**PROBLEM TO WORK ON:** Return the entries below word for word. No picture belongs in the copy.

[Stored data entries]
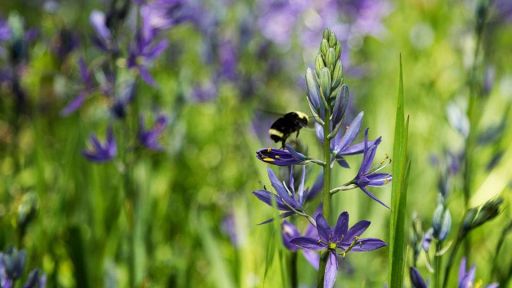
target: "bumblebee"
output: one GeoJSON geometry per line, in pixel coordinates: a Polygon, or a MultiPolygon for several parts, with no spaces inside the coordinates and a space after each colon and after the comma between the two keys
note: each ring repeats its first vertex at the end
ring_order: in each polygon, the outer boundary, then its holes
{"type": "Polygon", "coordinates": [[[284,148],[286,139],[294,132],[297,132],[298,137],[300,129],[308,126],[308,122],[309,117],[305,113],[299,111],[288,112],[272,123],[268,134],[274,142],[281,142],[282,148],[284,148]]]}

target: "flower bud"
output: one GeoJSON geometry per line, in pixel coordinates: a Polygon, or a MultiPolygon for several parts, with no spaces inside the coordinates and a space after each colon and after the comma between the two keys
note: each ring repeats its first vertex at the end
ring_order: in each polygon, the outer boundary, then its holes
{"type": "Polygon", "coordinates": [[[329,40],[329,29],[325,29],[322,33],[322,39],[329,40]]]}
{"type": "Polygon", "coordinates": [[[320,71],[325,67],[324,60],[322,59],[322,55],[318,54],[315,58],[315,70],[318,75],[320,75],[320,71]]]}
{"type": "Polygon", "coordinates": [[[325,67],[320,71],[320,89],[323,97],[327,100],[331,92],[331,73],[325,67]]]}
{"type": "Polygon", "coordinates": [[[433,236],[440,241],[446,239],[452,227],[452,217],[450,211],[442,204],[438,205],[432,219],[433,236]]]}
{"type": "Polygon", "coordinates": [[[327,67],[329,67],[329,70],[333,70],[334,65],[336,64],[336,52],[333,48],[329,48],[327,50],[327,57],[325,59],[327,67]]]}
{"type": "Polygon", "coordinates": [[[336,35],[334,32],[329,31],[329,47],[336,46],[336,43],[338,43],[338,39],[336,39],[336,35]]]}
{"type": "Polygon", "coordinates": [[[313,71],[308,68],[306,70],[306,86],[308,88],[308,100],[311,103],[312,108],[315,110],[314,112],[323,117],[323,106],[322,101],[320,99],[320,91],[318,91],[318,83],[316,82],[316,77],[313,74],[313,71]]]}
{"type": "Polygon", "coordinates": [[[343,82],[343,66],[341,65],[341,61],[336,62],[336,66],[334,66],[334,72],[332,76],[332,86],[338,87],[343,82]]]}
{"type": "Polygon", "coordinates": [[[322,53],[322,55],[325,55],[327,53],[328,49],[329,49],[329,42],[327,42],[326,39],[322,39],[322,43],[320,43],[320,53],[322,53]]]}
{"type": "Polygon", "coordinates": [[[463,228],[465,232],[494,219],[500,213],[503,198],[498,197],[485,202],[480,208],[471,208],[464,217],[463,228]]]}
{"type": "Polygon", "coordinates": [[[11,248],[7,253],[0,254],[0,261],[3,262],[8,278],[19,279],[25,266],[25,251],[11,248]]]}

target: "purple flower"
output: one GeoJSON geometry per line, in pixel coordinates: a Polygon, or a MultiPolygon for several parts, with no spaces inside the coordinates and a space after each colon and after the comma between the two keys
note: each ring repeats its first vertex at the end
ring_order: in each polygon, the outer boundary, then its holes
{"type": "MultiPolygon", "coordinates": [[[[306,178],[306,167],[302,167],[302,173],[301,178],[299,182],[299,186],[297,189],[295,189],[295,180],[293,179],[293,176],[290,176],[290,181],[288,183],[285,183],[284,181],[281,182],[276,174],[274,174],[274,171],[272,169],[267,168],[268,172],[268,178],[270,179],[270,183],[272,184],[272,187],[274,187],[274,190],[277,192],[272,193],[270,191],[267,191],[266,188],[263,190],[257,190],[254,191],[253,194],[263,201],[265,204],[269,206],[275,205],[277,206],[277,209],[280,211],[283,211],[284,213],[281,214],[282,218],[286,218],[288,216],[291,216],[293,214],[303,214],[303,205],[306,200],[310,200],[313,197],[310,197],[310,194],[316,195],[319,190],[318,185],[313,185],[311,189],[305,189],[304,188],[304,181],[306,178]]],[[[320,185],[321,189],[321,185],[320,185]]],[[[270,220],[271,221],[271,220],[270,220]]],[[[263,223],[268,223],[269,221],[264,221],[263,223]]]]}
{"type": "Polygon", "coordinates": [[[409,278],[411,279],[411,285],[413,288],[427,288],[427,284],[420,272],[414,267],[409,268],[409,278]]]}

**WORKED SOLUTION:**
target: "bumblebee"
output: one GeoJSON geometry per line, in pixel coordinates: a Polygon, or a MultiPolygon for several parts, with no spaces inside the coordinates and a space after each colon and after the comma between the two keys
note: each ring repeats its first vertex at the end
ring_order: in each polygon, the outer boundary, then its holes
{"type": "Polygon", "coordinates": [[[284,148],[286,139],[294,132],[297,132],[298,137],[300,129],[308,126],[308,122],[309,117],[305,113],[299,111],[288,112],[272,123],[268,134],[274,142],[281,142],[282,148],[284,148]]]}

target: "flower bud"
output: one GeoJSON geometry per line, in pixel coordinates: a Polygon, or a MultiPolygon for several parts, with no spaces inside the coordinates and a space after each colon and after the comma between the two keys
note: each ring repeats its first vertex at the end
ring_order: in each polygon, the outer boundary, then its holes
{"type": "Polygon", "coordinates": [[[329,40],[329,29],[325,29],[322,33],[322,39],[329,40]]]}
{"type": "Polygon", "coordinates": [[[320,71],[325,67],[324,60],[322,59],[322,55],[318,54],[315,58],[315,70],[318,75],[320,75],[320,71]]]}
{"type": "Polygon", "coordinates": [[[325,67],[320,71],[320,89],[323,97],[327,100],[331,92],[331,73],[325,67]]]}
{"type": "Polygon", "coordinates": [[[433,236],[440,241],[446,239],[452,227],[452,217],[450,211],[442,204],[438,205],[432,219],[433,236]]]}
{"type": "Polygon", "coordinates": [[[327,67],[329,67],[329,70],[333,70],[334,65],[336,64],[336,52],[333,48],[329,48],[327,50],[327,57],[325,59],[327,67]]]}
{"type": "Polygon", "coordinates": [[[336,35],[334,32],[329,31],[329,47],[336,46],[336,43],[338,43],[338,39],[336,39],[336,35]]]}
{"type": "Polygon", "coordinates": [[[313,71],[308,68],[306,70],[306,86],[308,88],[308,100],[311,103],[312,108],[315,110],[314,112],[323,117],[323,106],[322,101],[320,99],[320,91],[318,91],[318,83],[316,82],[316,77],[313,74],[313,71]]]}
{"type": "Polygon", "coordinates": [[[343,82],[343,66],[341,65],[341,61],[336,62],[336,66],[334,66],[334,72],[332,76],[332,86],[338,87],[343,82]]]}
{"type": "Polygon", "coordinates": [[[322,53],[322,55],[325,55],[327,53],[328,49],[329,49],[329,42],[327,42],[326,39],[322,39],[322,43],[320,43],[320,53],[322,53]]]}
{"type": "Polygon", "coordinates": [[[463,228],[465,232],[494,219],[500,213],[503,198],[498,197],[485,202],[480,208],[471,208],[464,217],[463,228]]]}
{"type": "Polygon", "coordinates": [[[11,248],[7,253],[0,254],[0,261],[3,262],[8,278],[19,279],[25,266],[25,251],[11,248]]]}

target: "purple flower"
output: one GeoJSON geometry per line, in pixel coordinates: a Polygon, or a MultiPolygon for several parts, with no spaces inside the coordinates and a space after each colon and after the comma between the two keys
note: each ring repeats its first vertex at the end
ring_order: in each polygon, the outer boundary, then its holes
{"type": "MultiPolygon", "coordinates": [[[[306,178],[306,167],[302,167],[302,173],[301,178],[299,182],[299,186],[297,189],[295,189],[295,180],[293,179],[293,176],[290,176],[290,181],[288,183],[285,183],[284,181],[281,182],[276,174],[274,174],[274,171],[272,169],[267,168],[268,172],[268,178],[270,179],[270,183],[272,184],[272,187],[274,187],[274,190],[277,192],[272,193],[270,191],[267,191],[266,188],[263,190],[257,190],[254,191],[253,194],[263,201],[265,204],[269,206],[275,205],[277,206],[277,209],[280,211],[283,211],[284,213],[281,214],[282,218],[286,218],[288,216],[291,216],[293,214],[303,214],[303,205],[306,200],[310,200],[313,197],[310,197],[310,194],[316,195],[319,190],[318,185],[313,185],[311,189],[305,189],[304,188],[304,181],[306,178]]],[[[320,185],[321,189],[321,185],[320,185]]],[[[270,220],[271,221],[271,220],[270,220]]],[[[263,223],[268,223],[269,221],[264,221],[263,223]]]]}
{"type": "Polygon", "coordinates": [[[409,278],[411,279],[411,285],[413,288],[427,288],[427,284],[420,272],[414,267],[409,268],[409,278]]]}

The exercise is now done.